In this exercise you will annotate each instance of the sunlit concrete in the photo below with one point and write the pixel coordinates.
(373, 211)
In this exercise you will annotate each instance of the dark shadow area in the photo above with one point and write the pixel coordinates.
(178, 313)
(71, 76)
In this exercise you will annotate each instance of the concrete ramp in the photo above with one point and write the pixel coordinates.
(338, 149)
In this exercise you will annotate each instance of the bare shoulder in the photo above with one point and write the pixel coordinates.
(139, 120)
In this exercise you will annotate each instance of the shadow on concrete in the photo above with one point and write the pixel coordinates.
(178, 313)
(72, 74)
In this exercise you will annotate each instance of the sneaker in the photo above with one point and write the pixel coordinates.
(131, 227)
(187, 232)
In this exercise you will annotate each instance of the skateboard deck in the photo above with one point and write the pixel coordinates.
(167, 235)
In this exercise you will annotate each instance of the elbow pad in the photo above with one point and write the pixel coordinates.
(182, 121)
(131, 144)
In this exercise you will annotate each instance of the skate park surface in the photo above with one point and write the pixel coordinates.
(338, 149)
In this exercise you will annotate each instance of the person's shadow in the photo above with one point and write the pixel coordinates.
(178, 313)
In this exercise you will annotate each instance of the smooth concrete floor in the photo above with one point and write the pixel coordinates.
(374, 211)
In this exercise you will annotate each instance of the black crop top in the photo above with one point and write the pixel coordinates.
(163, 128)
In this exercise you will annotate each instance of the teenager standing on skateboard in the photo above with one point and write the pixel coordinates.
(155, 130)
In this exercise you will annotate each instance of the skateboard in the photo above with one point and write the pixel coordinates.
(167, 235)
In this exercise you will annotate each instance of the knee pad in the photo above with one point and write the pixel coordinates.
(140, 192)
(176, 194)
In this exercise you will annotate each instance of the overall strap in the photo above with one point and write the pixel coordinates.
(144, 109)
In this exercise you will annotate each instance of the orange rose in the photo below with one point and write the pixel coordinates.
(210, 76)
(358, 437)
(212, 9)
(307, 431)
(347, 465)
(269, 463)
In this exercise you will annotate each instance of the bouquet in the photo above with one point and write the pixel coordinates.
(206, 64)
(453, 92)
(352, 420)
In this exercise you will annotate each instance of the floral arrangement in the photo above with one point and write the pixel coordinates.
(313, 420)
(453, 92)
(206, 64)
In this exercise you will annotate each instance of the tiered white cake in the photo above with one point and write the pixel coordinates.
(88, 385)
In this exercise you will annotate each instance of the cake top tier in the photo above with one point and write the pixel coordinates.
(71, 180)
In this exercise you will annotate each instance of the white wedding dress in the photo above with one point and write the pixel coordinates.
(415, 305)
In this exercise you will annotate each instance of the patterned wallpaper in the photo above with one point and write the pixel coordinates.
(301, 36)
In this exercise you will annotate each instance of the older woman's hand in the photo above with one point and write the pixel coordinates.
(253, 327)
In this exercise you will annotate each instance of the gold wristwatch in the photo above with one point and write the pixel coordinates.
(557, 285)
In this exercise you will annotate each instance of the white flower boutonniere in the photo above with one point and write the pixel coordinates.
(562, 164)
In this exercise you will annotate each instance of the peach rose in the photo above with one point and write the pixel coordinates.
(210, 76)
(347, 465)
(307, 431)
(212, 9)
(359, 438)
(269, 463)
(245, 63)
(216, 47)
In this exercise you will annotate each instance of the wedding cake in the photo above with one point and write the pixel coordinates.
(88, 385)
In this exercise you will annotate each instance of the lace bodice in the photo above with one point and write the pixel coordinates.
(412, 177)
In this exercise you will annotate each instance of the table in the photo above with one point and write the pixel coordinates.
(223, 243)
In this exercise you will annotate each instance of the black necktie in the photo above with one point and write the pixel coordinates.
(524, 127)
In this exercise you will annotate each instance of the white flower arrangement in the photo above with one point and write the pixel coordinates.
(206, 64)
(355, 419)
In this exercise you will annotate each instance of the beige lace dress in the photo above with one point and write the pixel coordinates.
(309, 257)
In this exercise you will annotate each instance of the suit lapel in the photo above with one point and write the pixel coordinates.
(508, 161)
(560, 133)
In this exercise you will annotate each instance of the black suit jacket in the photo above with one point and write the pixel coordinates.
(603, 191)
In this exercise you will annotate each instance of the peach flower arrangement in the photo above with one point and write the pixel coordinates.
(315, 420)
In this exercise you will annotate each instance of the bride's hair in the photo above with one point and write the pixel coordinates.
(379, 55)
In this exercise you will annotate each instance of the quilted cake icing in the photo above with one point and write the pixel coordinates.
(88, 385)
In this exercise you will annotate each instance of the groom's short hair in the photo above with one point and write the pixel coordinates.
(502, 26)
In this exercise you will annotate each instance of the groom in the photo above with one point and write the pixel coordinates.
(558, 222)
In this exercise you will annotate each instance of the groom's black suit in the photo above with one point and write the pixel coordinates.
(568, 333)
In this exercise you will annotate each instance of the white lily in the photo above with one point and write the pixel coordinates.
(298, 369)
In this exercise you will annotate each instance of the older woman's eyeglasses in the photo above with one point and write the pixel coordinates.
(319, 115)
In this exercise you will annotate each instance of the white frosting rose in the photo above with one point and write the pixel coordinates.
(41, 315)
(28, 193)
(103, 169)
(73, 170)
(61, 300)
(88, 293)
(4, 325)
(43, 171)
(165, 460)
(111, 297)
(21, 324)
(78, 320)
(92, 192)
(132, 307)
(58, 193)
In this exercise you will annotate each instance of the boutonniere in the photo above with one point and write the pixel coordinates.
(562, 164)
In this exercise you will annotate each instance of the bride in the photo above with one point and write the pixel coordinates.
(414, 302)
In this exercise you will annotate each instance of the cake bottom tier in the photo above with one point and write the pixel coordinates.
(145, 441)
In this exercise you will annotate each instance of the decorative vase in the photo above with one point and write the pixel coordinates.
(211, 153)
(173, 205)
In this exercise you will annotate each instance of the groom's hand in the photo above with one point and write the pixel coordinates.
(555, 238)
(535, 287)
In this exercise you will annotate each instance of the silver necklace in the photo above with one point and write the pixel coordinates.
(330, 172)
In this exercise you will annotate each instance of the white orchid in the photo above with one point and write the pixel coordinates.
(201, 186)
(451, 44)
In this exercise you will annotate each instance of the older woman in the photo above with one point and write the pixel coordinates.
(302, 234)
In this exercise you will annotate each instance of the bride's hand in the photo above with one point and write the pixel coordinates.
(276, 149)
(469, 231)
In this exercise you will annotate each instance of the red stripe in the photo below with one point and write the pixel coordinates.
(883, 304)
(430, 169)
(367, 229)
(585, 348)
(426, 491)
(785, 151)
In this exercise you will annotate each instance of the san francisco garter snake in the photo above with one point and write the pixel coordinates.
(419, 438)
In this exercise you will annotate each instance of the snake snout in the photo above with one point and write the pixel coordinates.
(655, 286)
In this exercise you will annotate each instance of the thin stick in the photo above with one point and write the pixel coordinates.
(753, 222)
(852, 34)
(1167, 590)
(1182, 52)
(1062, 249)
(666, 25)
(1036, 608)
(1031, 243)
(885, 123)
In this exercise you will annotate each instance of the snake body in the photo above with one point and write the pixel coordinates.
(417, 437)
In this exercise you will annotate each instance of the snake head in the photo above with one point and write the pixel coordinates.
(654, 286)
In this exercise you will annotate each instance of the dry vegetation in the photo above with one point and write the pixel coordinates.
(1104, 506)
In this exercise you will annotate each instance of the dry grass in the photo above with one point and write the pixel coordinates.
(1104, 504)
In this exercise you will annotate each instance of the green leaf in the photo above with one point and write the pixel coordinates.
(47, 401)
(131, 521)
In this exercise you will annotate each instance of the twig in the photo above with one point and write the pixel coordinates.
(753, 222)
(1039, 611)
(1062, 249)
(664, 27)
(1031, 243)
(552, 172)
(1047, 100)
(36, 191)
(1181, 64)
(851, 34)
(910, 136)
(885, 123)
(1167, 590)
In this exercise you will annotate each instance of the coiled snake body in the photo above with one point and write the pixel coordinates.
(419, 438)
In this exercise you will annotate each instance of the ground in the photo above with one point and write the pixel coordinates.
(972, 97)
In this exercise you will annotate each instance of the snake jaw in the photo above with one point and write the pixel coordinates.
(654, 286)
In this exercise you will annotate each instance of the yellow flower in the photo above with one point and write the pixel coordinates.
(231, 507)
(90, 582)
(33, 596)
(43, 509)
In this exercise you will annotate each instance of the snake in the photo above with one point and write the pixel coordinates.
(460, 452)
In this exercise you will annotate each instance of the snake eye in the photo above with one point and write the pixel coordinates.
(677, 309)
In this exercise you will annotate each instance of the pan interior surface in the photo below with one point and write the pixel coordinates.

(WORK TO COMPLETE) Set down, word for word, every line from the line that holds "In this exercise you will annotate each instance of the green" to the end of the entries above, including both ends.

(TASK OUTPUT)
In this exercise you will annotate each instance of the green leaf in the photo above with one point and write the pixel coordinates.
(47, 401)
(131, 521)
In this exercise you will annotate each instance of the twig in the photo above with one point and write the pixel coordinates.
(753, 222)
(1039, 611)
(1062, 249)
(664, 27)
(1031, 243)
(552, 172)
(1047, 100)
(36, 191)
(1181, 64)
(851, 34)
(910, 136)
(885, 123)
(1167, 590)
In this exercise you will annotate each instance of the coiled snake body in the photo above with one point and write the pixel coordinates.
(419, 438)
In this exercise you will annotate each instance of the ground in the photo above with one point and write the pixel coordinates.
(972, 97)
In this exercise you will annotate each instance of the snake jaw in the photo above with one point and write the pixel coordinates.
(654, 286)
In this exercise you will annotate each instance of the yellow flower in the photo above with one point and write the pixel coordinates.
(231, 507)
(90, 582)
(33, 596)
(43, 509)
In this exercise you will annotate each instance of the snake in the photo above with one point and write the pixel coordinates.
(460, 452)
In this exercise you will annotate each instance of the snake eye in the photo above with one point and write the pixel coordinates.
(677, 309)
In this exercise you will annotate each instance of the pan interior surface in the photo below with one point and write the pixel coordinates.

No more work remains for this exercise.